**SOURCE TEXT:**
☆ ☆ ☆

As an “embedded” photographer, you struggle to get your camera in action, shooting photos of your unit in “contact.” Shooting is difficult. The pack on your back makes it feel like you are attempting to take pictures while under a huge boulder.

After the “enemy” has been destroyed, your unit nimbly gets to their feet as you struggle back to your’s, not wanting the soldiers to see the fatigue and rubbery legs.

The march continues, left foot in front of right, and again … and again, as your objective gets closer. The pace set by the point man for the entire march is one that would make a race walker sweat.

You are spaced in combat intervals. A distance of about 10 to 15 yards separates each soldier. If a hand grenade of mortar round lands among your unit, fewer soldiers will be killed, or wounded if you keep the proper distance between soldiers.

When it is all over, you have bore your 80 pound load for a distance of seven miles. It is not hot, not even warm, but your clothes are damp with sweat.

As you slip the ruck off your tired, aching shoulders, and release your body from the confines of the bullet-resistant vest, you finally inhale an unencumbered breath of air.

☆ ☆ ☆

**DIRECTION A:** Copy the rows word for word, everything from the line containing "Point out every instance of the green grass" down to the end of the rows, including both ends. Leave the pictures out of your answer.
**DIRECTION B:** Go on with the account of the march from the point where it stops.
The account of the march and the rows after it are separate, unrelated material.

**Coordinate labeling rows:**
☆ ☆ ☆

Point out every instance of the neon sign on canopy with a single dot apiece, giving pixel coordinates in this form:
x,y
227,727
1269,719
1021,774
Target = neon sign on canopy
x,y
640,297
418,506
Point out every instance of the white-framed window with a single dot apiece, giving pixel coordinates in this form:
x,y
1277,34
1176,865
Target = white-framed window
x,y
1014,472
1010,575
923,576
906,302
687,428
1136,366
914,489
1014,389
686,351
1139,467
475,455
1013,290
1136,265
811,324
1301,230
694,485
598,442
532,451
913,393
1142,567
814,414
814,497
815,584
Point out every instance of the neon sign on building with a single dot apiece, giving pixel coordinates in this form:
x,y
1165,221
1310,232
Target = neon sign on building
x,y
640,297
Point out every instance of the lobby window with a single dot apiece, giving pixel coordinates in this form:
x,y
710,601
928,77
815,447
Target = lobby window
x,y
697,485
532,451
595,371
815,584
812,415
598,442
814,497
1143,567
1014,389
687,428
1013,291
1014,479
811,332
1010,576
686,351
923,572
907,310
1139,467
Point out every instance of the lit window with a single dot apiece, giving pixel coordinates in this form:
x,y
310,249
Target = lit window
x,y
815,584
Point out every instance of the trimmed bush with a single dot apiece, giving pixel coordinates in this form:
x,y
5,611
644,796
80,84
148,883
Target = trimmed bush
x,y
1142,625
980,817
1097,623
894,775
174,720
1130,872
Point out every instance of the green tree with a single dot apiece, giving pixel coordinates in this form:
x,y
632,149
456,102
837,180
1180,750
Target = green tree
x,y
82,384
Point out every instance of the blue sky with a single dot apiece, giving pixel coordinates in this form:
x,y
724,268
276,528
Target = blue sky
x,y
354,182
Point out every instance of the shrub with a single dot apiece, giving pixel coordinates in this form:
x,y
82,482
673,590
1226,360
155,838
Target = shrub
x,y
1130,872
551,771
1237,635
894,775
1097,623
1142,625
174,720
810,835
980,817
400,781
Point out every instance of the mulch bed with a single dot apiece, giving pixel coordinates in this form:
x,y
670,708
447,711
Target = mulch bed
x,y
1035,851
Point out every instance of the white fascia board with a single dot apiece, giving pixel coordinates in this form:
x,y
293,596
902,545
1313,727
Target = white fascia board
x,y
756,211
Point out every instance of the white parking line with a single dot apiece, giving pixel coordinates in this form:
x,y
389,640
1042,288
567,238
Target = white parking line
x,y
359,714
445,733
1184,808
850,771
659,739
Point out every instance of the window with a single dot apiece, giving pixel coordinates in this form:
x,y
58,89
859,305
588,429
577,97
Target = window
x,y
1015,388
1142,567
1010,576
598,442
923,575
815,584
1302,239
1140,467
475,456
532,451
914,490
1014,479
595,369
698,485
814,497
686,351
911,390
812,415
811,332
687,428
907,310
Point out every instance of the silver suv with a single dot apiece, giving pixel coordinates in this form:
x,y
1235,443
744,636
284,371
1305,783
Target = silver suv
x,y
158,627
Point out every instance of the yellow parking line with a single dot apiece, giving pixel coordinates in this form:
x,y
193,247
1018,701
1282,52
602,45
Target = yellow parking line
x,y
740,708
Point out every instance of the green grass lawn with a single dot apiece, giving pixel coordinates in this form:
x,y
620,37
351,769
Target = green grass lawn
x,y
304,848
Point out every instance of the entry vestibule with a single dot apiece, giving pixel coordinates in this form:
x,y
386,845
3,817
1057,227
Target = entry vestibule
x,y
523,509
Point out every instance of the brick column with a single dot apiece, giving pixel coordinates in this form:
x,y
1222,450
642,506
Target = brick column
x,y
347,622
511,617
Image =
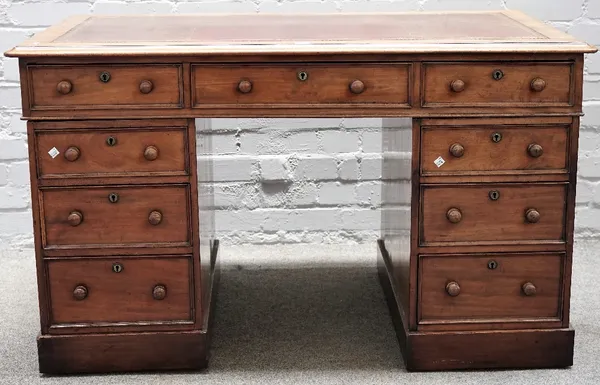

☆ ☆ ☆

**RESULT A:**
Point out every instance of the green grass lawn with a single dot apiece, giving pixel coordinates in this form:
x,y
620,37
351,769
Target = green grass lawn
x,y
304,848
Point out every instance of the entry vestibule with a single dot apiece, giving pixel coordinates in this form:
x,y
386,845
3,817
1057,227
Target = entry vestibule
x,y
523,509
Point out every instance of the brick column with a single dot apiece, giving pixel coordinates in this form:
x,y
1222,450
642,506
Target = brick column
x,y
347,622
511,617
Image =

**RESULT B:**
Your body feels like a Humvee ran over you … multiple times. Yet, there is a very satisfied feeling, that, you have accomplished a goal. You have walked the walk.

You drive home thinking that you now know what it feels like. But wait, during this exercise, being “under fire” meant firecrackers and bottle rockets. You recall that when these same soldiers reach their deployment destination, there will be real enemy, with real weapons. They will be carrying even heavier loads than you experienced on this training march and if they fail to react quickly, and correctly, they could lose their lives. You realize that they are not “playing army.” These citizen soldiers of the ONG are preparing for war.